→ EXERCISE GOAL: The records that follow must be reproduced in full, exactly as written.

→ AVAILABLE RECORDS:
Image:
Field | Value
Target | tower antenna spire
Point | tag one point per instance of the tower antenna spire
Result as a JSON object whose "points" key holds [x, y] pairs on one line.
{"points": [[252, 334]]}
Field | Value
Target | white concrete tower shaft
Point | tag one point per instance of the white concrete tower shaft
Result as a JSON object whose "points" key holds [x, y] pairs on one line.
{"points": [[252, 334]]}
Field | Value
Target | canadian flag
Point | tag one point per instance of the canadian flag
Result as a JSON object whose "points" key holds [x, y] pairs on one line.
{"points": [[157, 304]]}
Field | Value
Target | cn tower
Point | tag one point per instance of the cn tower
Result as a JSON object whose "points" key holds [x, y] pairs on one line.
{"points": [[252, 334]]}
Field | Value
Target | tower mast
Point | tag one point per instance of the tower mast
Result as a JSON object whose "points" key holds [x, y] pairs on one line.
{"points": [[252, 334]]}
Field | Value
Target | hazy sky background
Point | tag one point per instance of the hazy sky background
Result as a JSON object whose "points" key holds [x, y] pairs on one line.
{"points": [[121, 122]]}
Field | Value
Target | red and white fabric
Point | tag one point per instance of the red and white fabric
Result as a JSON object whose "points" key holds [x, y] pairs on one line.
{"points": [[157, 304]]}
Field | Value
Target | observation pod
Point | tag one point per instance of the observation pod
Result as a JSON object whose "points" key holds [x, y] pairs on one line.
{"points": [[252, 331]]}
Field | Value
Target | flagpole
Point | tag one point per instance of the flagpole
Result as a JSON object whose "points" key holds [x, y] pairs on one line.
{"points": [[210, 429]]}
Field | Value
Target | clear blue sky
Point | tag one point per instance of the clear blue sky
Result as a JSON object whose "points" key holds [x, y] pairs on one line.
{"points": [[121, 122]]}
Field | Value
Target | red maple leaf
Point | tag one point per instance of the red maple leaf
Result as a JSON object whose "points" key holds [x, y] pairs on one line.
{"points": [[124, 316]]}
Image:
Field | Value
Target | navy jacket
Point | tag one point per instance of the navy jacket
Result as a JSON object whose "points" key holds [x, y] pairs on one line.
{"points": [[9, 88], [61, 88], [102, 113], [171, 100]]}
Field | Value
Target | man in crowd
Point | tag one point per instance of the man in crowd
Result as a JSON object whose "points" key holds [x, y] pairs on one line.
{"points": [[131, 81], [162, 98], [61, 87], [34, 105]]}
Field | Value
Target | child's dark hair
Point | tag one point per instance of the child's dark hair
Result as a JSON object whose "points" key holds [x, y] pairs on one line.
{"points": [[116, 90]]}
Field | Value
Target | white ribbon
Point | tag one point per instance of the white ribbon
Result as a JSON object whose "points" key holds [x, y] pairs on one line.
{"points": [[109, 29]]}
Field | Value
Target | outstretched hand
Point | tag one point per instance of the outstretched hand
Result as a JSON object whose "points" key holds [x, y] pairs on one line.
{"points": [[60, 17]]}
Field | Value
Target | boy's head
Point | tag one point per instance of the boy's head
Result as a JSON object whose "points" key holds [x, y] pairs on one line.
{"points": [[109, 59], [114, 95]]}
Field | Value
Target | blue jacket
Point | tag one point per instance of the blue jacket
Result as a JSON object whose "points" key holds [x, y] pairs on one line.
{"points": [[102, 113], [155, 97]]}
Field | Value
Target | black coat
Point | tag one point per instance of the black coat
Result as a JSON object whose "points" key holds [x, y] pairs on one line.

→ WRITTEN ANSWER:
Image:
Field | Value
Target | tower antenna spire
Point | tag one point per instance of the tower antenna spire
Result as a JSON object whose "points" key holds [x, y] pairs on one line.
{"points": [[252, 334]]}
Field | Value
Target | white concrete tower shaft
Point | tag one point per instance of the white concrete tower shaft
Result as a JSON object whose "points" key holds [x, y] pairs on one line.
{"points": [[252, 334]]}
Field | Value
Target | canadian flag
Point | tag one point per instance of the canadian flag
Result as a JSON object whose "points" key holds [x, y] pairs on one line.
{"points": [[157, 304]]}
Field | Value
Target | cn tower
Point | tag one point per instance of the cn tower
Result as a JSON object whose "points" key holds [x, y] pairs on one line.
{"points": [[252, 334]]}
Field | Value
Target | tower mast
Point | tag one point per instance of the tower mast
Result as a JSON object whose "points" key holds [x, y] pairs on one line.
{"points": [[252, 334]]}
Field | Value
Target | hazy sky background
Point | tag one point per instance of the hazy sky background
Result as a JSON object whose "points" key holds [x, y] pairs on one line.
{"points": [[121, 122]]}
Field | Value
Target | red and white fabric
Point | tag one point per instance of the red and white fabric
Result as a JSON object whose "points" key holds [x, y] pairs on one line.
{"points": [[157, 304]]}
Field | Value
Target | observation pod
Point | tag one point per instance of the observation pod
Result as a JSON object whose "points" key holds [x, y] pairs on one line.
{"points": [[252, 331]]}
Field | Value
Target | flagpole
Point | tag one point per instance of the flagpole
Result as a JSON object whose "points" key holds [x, y] pairs on one line.
{"points": [[210, 429]]}
Field | Value
Target | clear blue sky
Point | tag one point per instance of the clear blue sky
Result as a JSON object whose "points" key holds [x, y] pairs on one line.
{"points": [[121, 122]]}
Field | Value
Target | red maple leaf
Point | tag one point per instance of the red maple leaf
Result as a JSON object whose "points" key holds [x, y] pairs on one line.
{"points": [[124, 316]]}
Image:
Field | Value
Target | navy jacket
Point | tag one point per instance of the navy jacket
Result as a JSON object whose "points" key holds [x, y] pairs on one line.
{"points": [[9, 88], [61, 88], [102, 113], [171, 100]]}
Field | Value
Target | man in crowd
Point | tag one point per instance of the man in crowd
Result as a JSON object whose "points" key holds [x, y] pairs on one line.
{"points": [[131, 81], [162, 98], [61, 87], [34, 105]]}
Field | Value
Target | child's dark hair
Point | tag one point per instance of the child's dark hair
Result as a JSON object whose "points" key holds [x, y] pairs on one line.
{"points": [[116, 90]]}
Field | Value
Target | white ribbon
Point | tag one point per instance of the white ribbon
Result as a JSON object whose "points" key holds [x, y] pairs on one line.
{"points": [[109, 29]]}
Field | Value
Target | outstretched hand
Point | tag one point per instance of the outstretched hand
Result as a JSON object whose "points" key holds [x, y] pairs on one line.
{"points": [[60, 17]]}
Field | Value
Target | boy's head
Point | tag one point per instance of the boy's head
Result as a JSON object whose "points" key holds [x, y] pairs on one line.
{"points": [[109, 59], [114, 95]]}
Field | Value
Target | blue jacket
Point | tag one point per instance of the blue jacket
Result as a JSON object whose "points" key holds [x, y] pairs on one line.
{"points": [[102, 113], [155, 97]]}
Field | Value
Target | black coat
Point | tag one point per instance of the black coat
Result as a JSON object whose "points" key holds [x, y] pairs on one line.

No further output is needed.